> Do this:
Count the lines in the listing below that contain the string "spectator", matching case exactly, and reply with that number alone.

> Listed entries:
:::::

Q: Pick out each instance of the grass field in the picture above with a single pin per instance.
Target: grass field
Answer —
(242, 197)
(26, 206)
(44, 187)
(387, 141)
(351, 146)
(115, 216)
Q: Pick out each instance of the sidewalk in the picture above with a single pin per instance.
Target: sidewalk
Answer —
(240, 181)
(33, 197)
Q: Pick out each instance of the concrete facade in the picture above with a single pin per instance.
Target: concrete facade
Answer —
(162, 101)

:::::

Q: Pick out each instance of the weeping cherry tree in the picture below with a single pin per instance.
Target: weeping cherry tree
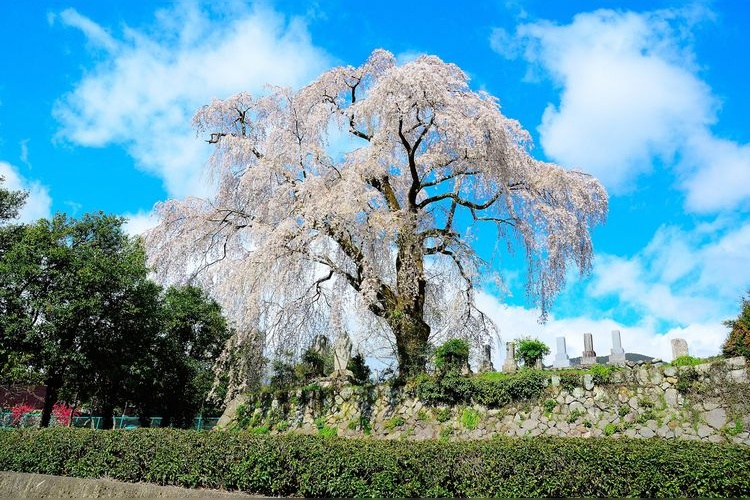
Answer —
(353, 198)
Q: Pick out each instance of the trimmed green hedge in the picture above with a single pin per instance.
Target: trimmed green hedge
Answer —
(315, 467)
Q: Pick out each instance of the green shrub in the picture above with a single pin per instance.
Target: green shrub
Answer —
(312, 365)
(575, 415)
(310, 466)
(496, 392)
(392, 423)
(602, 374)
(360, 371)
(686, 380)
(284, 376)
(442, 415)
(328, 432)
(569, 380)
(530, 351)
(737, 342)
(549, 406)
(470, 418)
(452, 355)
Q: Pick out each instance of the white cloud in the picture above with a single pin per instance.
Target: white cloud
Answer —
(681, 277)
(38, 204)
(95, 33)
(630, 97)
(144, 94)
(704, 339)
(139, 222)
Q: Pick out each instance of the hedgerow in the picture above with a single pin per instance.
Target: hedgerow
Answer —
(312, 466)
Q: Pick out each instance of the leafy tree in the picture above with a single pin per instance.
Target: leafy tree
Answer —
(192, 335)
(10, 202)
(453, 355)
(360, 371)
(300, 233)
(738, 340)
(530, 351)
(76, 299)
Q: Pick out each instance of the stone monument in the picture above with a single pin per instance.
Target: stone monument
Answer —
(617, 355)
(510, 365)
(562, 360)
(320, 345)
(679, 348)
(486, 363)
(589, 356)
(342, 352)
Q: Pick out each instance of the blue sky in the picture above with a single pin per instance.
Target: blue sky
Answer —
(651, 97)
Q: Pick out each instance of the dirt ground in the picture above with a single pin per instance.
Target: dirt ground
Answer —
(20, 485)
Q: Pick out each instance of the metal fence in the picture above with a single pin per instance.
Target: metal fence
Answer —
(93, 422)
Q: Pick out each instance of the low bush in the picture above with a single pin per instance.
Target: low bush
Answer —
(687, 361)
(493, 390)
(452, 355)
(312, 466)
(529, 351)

:::::

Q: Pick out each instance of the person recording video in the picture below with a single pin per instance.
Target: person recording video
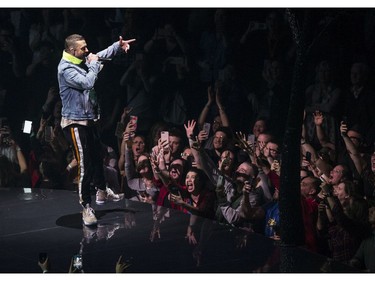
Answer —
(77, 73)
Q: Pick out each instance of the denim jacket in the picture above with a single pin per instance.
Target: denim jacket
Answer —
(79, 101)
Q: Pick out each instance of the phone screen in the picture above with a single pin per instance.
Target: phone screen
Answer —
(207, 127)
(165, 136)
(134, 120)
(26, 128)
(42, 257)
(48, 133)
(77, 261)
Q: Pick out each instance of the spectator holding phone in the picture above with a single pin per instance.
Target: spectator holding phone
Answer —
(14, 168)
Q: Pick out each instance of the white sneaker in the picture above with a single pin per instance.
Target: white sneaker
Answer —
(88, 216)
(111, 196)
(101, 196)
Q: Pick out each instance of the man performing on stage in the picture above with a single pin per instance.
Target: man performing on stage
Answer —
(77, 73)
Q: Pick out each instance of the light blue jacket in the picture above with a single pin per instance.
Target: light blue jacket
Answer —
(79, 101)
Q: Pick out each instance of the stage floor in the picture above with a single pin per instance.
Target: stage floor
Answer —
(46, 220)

:::::

> Answer to this exercise:
2